▶ _Short task_
Retype the material below word for word, starting with the line that contains "For every instance of the broccoli" and going on through the line that contains "Target: motorcycle rider". Leave the pictures out of your copy.

━━ Provided information

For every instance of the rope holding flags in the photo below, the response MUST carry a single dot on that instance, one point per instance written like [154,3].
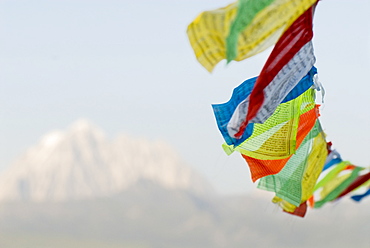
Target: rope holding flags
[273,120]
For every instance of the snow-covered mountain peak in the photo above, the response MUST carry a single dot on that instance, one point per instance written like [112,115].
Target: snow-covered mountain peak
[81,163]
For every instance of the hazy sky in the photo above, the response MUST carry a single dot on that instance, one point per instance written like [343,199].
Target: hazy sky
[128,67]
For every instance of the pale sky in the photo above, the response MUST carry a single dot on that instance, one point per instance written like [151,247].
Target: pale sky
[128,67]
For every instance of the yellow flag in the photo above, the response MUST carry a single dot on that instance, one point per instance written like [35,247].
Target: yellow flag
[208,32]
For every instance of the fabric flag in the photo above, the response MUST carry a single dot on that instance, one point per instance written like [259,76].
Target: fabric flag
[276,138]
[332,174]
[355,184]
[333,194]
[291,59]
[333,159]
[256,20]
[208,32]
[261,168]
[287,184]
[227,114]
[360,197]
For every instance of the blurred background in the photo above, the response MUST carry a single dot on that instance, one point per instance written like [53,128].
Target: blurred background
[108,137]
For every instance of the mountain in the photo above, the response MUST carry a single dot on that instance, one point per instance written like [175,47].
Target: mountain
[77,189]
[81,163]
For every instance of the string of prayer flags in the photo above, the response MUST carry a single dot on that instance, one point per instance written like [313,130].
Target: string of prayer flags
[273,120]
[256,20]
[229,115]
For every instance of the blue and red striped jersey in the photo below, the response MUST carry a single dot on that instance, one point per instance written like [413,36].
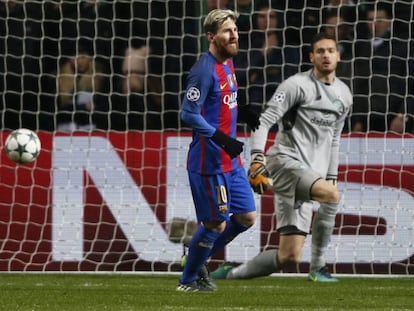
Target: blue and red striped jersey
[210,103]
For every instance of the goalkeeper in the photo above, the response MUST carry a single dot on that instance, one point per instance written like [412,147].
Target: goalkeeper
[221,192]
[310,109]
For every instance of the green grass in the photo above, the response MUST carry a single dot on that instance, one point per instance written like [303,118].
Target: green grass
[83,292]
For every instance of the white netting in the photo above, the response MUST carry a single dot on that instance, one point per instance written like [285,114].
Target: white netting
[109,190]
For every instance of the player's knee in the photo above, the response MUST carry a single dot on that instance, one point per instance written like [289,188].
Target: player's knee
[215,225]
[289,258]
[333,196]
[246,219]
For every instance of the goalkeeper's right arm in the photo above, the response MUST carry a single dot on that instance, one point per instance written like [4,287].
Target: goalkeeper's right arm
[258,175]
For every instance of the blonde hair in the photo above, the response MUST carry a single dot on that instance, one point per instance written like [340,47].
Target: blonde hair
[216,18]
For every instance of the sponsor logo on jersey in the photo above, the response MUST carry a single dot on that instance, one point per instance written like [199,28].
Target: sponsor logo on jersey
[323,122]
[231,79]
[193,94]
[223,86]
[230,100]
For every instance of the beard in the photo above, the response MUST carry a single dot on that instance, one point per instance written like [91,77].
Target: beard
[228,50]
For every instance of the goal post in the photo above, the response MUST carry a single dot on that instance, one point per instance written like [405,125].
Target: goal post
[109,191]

━━━━
━━ Provided information

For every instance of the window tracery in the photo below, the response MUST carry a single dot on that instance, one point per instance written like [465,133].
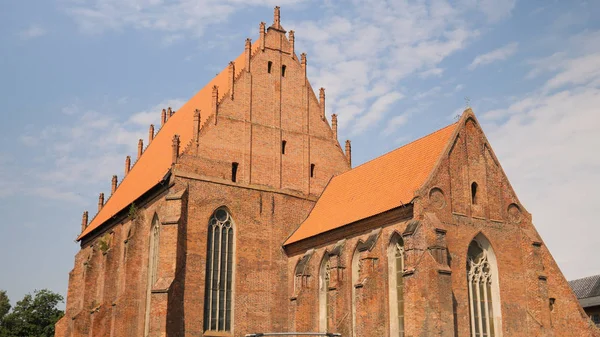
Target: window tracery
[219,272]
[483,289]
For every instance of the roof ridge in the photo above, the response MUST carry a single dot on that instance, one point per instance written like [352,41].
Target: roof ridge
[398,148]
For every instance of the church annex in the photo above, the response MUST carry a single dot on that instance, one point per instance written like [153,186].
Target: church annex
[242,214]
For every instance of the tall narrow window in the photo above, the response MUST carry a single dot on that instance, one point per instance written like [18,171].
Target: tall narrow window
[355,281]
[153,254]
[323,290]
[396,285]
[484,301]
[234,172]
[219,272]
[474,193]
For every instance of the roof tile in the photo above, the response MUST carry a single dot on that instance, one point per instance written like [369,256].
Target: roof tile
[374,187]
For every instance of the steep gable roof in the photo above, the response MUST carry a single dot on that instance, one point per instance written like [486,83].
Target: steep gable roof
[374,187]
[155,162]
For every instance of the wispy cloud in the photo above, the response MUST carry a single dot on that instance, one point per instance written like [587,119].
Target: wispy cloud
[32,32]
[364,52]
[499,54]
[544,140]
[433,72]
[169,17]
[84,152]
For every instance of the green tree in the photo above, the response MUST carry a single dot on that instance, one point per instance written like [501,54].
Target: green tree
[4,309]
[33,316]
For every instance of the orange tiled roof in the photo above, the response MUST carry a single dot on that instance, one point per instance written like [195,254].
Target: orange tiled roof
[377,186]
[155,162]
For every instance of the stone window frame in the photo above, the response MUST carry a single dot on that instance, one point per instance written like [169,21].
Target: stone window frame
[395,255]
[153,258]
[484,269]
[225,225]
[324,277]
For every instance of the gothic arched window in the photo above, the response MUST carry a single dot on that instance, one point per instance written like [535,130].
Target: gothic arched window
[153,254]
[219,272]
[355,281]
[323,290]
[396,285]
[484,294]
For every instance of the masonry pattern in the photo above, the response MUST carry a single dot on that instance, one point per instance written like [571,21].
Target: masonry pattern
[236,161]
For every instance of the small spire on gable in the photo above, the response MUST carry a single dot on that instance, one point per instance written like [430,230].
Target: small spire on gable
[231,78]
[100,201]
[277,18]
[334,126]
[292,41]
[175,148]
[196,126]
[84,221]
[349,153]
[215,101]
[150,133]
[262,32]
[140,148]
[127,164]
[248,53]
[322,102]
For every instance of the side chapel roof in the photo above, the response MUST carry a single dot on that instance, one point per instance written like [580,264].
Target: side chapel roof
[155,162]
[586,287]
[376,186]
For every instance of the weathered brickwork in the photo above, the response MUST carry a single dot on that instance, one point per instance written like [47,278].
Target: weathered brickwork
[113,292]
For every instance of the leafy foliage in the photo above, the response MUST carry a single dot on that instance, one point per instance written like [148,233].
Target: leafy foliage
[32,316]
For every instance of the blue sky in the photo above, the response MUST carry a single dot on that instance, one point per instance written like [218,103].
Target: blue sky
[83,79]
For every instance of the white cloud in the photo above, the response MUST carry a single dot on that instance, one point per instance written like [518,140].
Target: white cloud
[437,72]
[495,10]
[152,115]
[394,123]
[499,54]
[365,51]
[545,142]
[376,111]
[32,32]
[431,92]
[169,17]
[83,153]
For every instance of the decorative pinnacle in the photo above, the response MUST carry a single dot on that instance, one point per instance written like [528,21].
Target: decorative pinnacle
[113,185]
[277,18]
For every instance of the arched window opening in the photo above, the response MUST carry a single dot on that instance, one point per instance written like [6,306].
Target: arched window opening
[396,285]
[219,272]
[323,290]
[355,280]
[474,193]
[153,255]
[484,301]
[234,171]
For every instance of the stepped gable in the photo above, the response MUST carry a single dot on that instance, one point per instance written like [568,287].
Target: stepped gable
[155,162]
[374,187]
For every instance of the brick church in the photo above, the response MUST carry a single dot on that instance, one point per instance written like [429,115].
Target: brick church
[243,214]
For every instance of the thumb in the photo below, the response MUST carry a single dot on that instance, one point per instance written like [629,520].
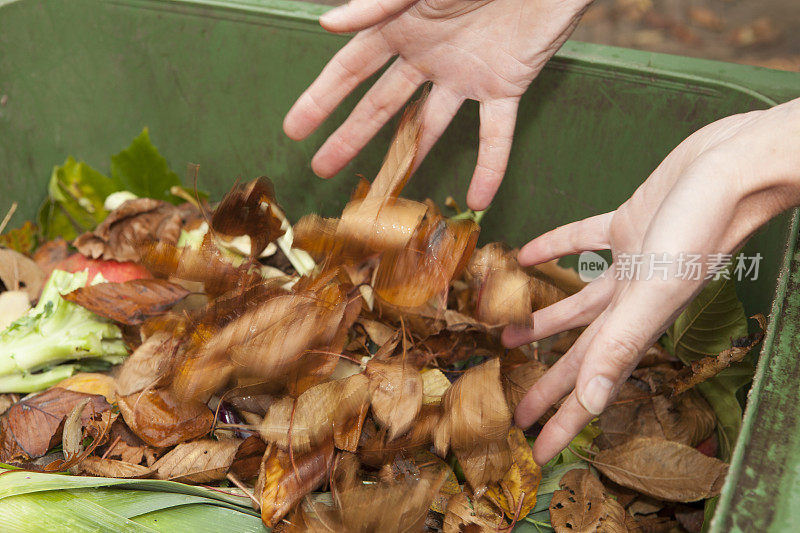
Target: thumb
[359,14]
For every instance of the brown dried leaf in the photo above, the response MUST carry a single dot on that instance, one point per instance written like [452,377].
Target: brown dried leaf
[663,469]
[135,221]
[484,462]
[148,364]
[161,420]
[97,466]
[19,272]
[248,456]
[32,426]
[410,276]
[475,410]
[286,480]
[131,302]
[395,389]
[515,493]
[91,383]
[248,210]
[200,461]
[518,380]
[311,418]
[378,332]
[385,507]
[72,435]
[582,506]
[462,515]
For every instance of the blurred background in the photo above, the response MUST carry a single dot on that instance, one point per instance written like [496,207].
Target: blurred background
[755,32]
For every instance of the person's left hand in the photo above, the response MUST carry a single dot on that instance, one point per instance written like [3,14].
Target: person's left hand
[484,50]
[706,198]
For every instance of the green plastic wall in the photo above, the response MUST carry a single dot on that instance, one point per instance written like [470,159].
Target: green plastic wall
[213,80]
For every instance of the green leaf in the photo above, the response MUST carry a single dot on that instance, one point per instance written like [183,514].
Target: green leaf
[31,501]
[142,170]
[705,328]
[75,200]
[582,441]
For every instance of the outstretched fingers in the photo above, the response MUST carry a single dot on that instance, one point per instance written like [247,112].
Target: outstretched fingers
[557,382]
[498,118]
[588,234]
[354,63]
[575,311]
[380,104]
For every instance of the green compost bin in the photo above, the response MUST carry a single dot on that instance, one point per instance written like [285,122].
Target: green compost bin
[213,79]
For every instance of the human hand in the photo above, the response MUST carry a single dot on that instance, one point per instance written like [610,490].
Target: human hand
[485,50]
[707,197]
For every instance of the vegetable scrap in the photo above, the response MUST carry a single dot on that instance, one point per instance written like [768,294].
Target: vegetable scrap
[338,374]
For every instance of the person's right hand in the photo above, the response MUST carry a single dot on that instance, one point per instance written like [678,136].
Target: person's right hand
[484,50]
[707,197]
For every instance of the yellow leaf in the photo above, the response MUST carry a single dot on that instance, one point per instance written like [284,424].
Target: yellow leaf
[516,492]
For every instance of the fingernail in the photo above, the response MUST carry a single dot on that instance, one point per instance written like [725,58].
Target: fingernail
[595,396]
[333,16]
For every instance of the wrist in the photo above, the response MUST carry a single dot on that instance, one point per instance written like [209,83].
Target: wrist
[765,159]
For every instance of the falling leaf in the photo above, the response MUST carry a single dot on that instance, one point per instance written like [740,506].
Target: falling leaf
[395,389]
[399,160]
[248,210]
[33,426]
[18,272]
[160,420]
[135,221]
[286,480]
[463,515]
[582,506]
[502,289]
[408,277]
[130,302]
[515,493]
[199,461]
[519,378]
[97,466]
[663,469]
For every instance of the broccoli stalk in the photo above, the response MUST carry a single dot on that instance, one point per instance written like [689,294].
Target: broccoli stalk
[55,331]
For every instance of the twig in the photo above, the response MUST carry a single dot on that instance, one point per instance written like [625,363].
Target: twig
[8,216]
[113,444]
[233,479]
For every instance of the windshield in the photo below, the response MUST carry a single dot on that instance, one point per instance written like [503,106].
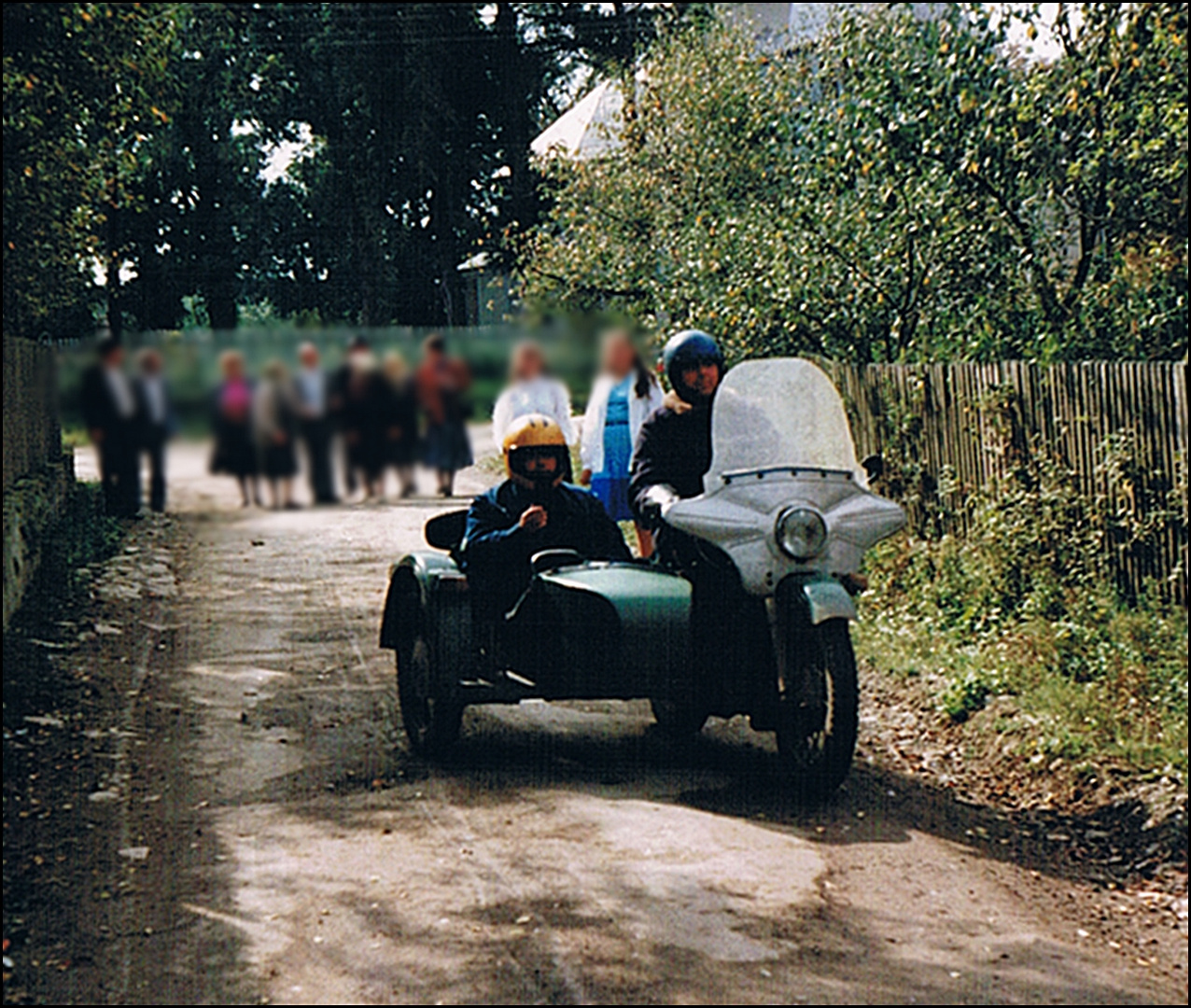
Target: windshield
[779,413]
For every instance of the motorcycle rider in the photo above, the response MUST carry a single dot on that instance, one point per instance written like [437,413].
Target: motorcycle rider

━━━━
━━ Provided information

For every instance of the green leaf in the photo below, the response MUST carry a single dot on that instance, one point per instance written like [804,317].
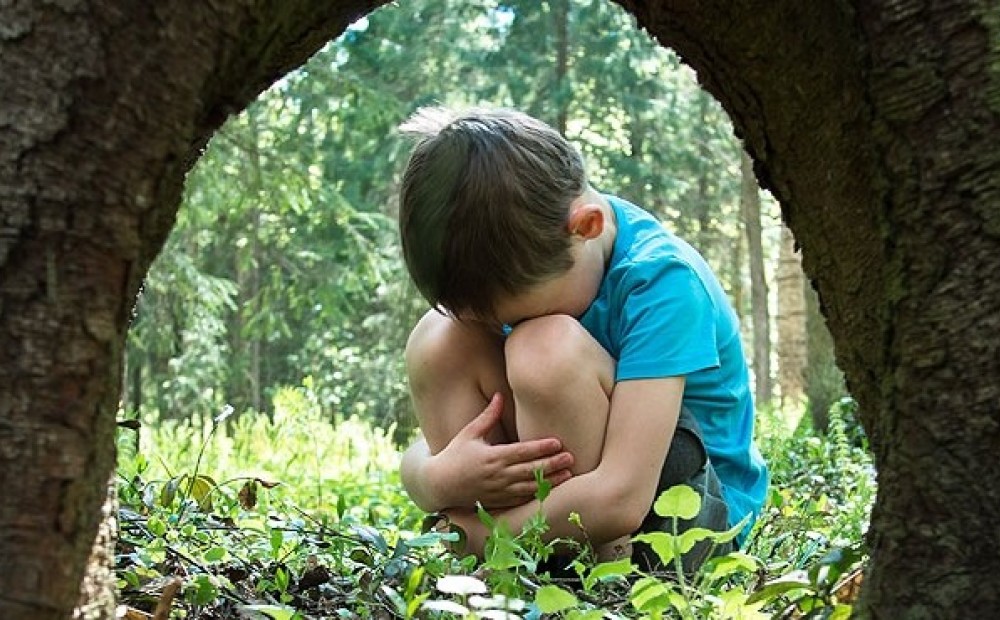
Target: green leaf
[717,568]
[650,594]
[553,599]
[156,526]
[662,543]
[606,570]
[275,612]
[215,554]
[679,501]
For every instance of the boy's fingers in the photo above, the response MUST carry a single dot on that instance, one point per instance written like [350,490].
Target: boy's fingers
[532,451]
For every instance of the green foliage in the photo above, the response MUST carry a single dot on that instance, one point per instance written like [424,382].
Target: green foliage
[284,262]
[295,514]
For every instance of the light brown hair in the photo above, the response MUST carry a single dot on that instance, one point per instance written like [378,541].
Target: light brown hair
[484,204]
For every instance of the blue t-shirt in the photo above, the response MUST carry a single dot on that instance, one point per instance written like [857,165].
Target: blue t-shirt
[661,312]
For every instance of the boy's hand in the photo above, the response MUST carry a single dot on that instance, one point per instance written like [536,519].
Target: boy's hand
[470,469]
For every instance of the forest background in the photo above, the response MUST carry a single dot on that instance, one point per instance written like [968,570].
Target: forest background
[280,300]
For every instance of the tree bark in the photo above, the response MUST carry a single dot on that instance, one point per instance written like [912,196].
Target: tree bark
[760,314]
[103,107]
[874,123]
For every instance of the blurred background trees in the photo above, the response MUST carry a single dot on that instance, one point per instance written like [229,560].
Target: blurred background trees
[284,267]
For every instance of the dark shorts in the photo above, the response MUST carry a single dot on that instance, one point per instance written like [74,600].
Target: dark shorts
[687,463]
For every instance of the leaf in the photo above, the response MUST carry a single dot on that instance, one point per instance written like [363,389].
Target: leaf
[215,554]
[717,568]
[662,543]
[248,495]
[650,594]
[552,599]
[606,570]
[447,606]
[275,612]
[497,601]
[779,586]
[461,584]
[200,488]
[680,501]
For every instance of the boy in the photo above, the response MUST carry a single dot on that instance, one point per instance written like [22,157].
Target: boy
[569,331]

━━━━

▶ _Task result_
For every instance of the broccoli stalk in the photo above, the response MUST carry a single dot on that instance, one point per instance written like [689,294].
Target: broccoli stalk
[55,331]
For every instance of the twig in the photo above, the response MUST carry a single dot on that instance, one point per instance written like [625,363].
Target: twig
[8,216]
[113,444]
[233,479]
For every instance of the windshield in the photo below, the response MUST carry a single dot on that instance, one point per instance written like [503,106].
Target: windshield
[779,413]
For every instance of the motorcycle rider in the photo above, the response MUST carry a single dot on that instance, one point per instance written like [437,413].
Target: motorcycle rider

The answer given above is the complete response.